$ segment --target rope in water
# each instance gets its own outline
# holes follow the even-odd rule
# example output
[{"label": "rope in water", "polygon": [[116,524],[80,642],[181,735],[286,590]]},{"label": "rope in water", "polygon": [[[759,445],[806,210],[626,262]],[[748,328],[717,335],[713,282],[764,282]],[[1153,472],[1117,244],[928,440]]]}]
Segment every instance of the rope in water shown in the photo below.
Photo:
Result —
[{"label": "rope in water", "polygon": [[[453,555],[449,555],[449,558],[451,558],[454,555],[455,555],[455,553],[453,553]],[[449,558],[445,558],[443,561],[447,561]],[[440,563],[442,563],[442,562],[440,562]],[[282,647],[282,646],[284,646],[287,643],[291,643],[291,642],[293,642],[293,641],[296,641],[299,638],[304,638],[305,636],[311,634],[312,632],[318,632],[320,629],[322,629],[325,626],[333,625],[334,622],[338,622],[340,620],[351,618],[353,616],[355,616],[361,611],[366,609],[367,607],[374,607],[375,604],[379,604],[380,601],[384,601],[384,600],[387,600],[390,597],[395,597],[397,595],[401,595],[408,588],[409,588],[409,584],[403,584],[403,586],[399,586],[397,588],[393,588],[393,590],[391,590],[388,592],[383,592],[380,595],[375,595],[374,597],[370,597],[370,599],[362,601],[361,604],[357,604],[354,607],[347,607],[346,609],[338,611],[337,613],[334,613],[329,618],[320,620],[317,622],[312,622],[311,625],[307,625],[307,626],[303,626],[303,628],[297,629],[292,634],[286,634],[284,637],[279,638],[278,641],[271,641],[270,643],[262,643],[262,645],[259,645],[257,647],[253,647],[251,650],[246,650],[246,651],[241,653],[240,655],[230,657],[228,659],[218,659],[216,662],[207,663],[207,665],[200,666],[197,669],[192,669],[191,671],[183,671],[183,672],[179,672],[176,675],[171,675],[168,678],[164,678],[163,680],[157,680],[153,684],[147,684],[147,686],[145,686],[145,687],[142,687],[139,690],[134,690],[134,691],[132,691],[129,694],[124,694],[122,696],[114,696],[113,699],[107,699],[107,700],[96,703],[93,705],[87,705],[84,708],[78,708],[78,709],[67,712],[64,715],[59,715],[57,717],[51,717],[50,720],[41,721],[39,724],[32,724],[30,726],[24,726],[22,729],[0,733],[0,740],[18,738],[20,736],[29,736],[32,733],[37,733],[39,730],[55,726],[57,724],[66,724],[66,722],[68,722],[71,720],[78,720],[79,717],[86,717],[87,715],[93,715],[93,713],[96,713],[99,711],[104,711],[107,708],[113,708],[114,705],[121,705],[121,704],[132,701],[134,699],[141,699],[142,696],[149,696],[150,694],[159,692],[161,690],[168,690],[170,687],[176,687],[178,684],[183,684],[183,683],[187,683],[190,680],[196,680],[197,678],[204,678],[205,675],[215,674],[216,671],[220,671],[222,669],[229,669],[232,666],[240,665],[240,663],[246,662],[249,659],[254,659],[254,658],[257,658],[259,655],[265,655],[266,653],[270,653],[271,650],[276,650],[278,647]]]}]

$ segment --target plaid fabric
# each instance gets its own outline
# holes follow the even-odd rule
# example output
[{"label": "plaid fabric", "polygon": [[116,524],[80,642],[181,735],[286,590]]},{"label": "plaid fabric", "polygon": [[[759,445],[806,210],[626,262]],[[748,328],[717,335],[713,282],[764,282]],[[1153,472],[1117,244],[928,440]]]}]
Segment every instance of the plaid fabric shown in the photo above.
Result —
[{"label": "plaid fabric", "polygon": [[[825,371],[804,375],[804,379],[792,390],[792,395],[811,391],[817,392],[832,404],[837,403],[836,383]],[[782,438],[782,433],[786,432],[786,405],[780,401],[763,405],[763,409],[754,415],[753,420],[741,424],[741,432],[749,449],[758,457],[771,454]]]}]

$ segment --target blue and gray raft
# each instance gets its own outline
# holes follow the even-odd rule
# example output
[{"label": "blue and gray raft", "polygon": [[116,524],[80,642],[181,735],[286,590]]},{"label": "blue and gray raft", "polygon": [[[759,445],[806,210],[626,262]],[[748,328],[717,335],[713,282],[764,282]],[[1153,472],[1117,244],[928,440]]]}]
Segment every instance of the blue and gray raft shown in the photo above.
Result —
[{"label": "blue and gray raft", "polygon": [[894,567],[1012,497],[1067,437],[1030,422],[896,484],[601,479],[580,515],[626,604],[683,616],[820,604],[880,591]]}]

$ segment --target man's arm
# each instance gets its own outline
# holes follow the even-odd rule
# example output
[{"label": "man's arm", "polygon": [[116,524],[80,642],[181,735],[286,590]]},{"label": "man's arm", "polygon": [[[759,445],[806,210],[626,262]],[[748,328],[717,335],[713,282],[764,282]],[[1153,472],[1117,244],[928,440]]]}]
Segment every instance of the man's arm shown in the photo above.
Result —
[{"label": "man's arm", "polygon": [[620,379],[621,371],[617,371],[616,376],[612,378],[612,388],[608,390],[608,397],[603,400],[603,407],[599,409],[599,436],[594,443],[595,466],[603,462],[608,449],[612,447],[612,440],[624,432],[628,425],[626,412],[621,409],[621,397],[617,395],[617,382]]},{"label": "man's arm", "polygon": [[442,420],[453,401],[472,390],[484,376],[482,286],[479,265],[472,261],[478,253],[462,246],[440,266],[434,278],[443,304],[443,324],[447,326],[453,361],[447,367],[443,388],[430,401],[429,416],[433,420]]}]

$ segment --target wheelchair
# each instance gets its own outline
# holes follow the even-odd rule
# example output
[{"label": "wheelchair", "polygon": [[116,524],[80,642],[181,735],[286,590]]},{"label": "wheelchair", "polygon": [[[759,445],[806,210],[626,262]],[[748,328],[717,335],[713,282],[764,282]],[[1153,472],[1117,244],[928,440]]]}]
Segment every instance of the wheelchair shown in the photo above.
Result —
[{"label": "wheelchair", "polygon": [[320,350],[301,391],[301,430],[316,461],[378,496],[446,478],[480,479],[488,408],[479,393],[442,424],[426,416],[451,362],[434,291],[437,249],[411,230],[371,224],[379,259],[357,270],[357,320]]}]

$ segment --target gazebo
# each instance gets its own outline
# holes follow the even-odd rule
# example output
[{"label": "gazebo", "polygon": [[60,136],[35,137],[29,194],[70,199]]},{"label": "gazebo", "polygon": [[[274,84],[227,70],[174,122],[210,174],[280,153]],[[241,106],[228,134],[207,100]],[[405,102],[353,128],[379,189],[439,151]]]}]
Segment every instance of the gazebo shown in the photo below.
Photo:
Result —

--- Goal ---
Output all of the data above without any alteration.

--- Exercise response ---
$ segment --target rope in water
# each instance gets its own outline
# holes follow the even-odd rule
# example output
[{"label": "rope in water", "polygon": [[116,524],[80,642],[181,735],[286,590]]},{"label": "rope in water", "polygon": [[[759,445],[806,210],[626,262]],[[748,328],[717,335],[713,282],[764,282]],[[1153,472],[1117,244],[928,440]]]}]
Segment every instance of the rope in water shown in the photo below.
Photo:
Result —
[{"label": "rope in water", "polygon": [[[453,555],[449,555],[449,558],[451,558],[454,555],[455,555],[455,553],[453,553]],[[449,558],[445,558],[443,561],[447,561]],[[440,563],[442,563],[442,562],[440,562]],[[282,647],[282,646],[284,646],[287,643],[291,643],[291,642],[293,642],[293,641],[296,641],[299,638],[304,638],[305,636],[311,634],[312,632],[318,632],[320,629],[322,629],[325,626],[333,625],[334,622],[338,622],[340,620],[351,618],[353,616],[355,616],[361,611],[366,609],[367,607],[374,607],[375,604],[379,604],[380,601],[384,601],[384,600],[387,600],[390,597],[395,597],[397,595],[401,595],[408,588],[409,588],[409,584],[403,584],[403,586],[399,586],[397,588],[393,588],[393,590],[391,590],[388,592],[383,592],[380,595],[375,595],[374,597],[370,597],[370,599],[362,601],[361,604],[357,604],[354,607],[347,607],[346,609],[338,611],[337,613],[334,613],[329,618],[320,620],[317,622],[312,622],[311,625],[307,625],[307,626],[303,626],[303,628],[297,629],[292,634],[286,634],[284,637],[279,638],[278,641],[271,641],[270,643],[262,643],[262,645],[259,645],[257,647],[253,647],[251,650],[246,650],[246,651],[241,653],[240,655],[230,657],[228,659],[218,659],[216,662],[207,663],[207,665],[200,666],[197,669],[192,669],[191,671],[183,671],[183,672],[179,672],[176,675],[171,675],[168,678],[164,678],[163,680],[157,680],[153,684],[147,684],[147,686],[145,686],[145,687],[142,687],[139,690],[134,690],[134,691],[132,691],[129,694],[124,694],[122,696],[114,696],[113,699],[107,699],[107,700],[96,703],[93,705],[87,705],[84,708],[78,708],[78,709],[67,712],[64,715],[59,715],[57,717],[51,717],[50,720],[41,721],[39,724],[32,724],[30,726],[24,726],[22,729],[0,733],[0,740],[18,738],[20,736],[29,736],[32,733],[37,733],[39,730],[55,726],[57,724],[66,724],[66,722],[68,722],[71,720],[78,720],[79,717],[86,717],[87,715],[93,715],[93,713],[96,713],[99,711],[104,711],[107,708],[113,708],[114,705],[121,705],[121,704],[132,701],[134,699],[141,699],[142,696],[149,696],[150,694],[159,692],[161,690],[168,690],[170,687],[176,687],[178,684],[183,684],[183,683],[187,683],[190,680],[196,680],[197,678],[204,678],[205,675],[215,674],[216,671],[220,671],[222,669],[229,669],[232,666],[240,665],[240,663],[246,662],[249,659],[254,659],[254,658],[257,658],[259,655],[265,655],[266,653],[270,653],[271,650],[276,650],[278,647]]]}]

$ segment --target plaid fabric
# each instance gets its own outline
# holes follow the even-odd rule
# example output
[{"label": "plaid fabric", "polygon": [[116,524],[80,642],[181,735],[286,590]]},{"label": "plaid fabric", "polygon": [[[759,445],[806,210],[626,262]],[[748,328],[717,335],[713,282],[764,282]],[[1153,472],[1117,244],[928,440]]]}]
Segment every instance of the plaid fabric shown in the photo above.
Result —
[{"label": "plaid fabric", "polygon": [[[825,371],[804,375],[804,379],[792,390],[792,395],[811,391],[817,392],[832,404],[837,403],[836,383]],[[782,438],[782,433],[786,432],[786,405],[780,401],[763,405],[763,409],[754,415],[753,420],[741,424],[741,432],[749,449],[758,457],[771,454]]]}]

$ segment --target blue and gray raft
# each instance gets its own outline
# holes follow the even-odd rule
# example output
[{"label": "blue and gray raft", "polygon": [[116,524],[80,642],[181,735],[286,590]]},{"label": "blue and gray raft", "polygon": [[[759,445],[806,210],[626,262]],[[748,328],[717,335],[713,282],[764,282]],[[1153,472],[1117,244],[928,440]]]}]
Segment every instance of the blue and gray raft shown in the photo above.
Result —
[{"label": "blue and gray raft", "polygon": [[894,567],[1012,497],[1067,437],[1030,422],[896,484],[601,479],[580,515],[626,604],[683,616],[820,604],[880,591]]}]

$ segment --target man's arm
# each instance gets its own outline
# holes follow the even-odd rule
# example output
[{"label": "man's arm", "polygon": [[116,524],[80,642],[181,735],[286,590]]},{"label": "man's arm", "polygon": [[[759,445],[806,210],[626,262]],[[748,328],[717,335],[713,282],[764,282]],[[1153,472],[1117,244],[928,440]]]}]
Segment every instance of the man's arm shown in the photo above.
Result —
[{"label": "man's arm", "polygon": [[620,379],[621,371],[617,371],[616,376],[612,378],[612,388],[608,390],[608,397],[603,400],[603,407],[599,409],[599,436],[594,443],[595,466],[603,462],[608,449],[612,447],[612,440],[624,432],[628,425],[626,412],[621,409],[621,397],[617,395],[617,382]]},{"label": "man's arm", "polygon": [[442,420],[453,401],[472,390],[484,376],[482,286],[479,265],[472,261],[478,253],[462,246],[440,266],[434,278],[443,304],[443,324],[447,326],[453,361],[447,367],[443,388],[430,401],[429,416],[433,420]]}]

$ segment --target wheelchair
# each instance gets its own outline
# holes follow the even-odd rule
# example output
[{"label": "wheelchair", "polygon": [[116,524],[80,642],[181,735],[286,590]]},{"label": "wheelchair", "polygon": [[[759,445],[806,210],[626,262]],[[748,328],[717,335],[713,282],[764,282]],[[1153,472],[1117,244],[928,440]]]}]
Segment every instance of the wheelchair shown in the photo above.
Result —
[{"label": "wheelchair", "polygon": [[320,350],[301,391],[301,430],[316,461],[378,496],[446,478],[480,479],[488,408],[479,393],[442,424],[426,416],[451,362],[434,291],[437,249],[411,230],[371,224],[379,259],[357,270],[357,320]]}]

$ segment --target gazebo
# each instance gets its own outline
# holes follow the even-odd rule
# example output
[{"label": "gazebo", "polygon": [[60,136],[35,137],[29,194],[70,199]]},{"label": "gazebo", "polygon": [[[274,84],[227,70],[174,122],[210,174],[280,153]],[[241,106],[228,134],[207,100]],[[405,102],[353,128],[379,189],[439,151]]]}]
Segment every instance of the gazebo shown in the photo below.
Photo:
Result —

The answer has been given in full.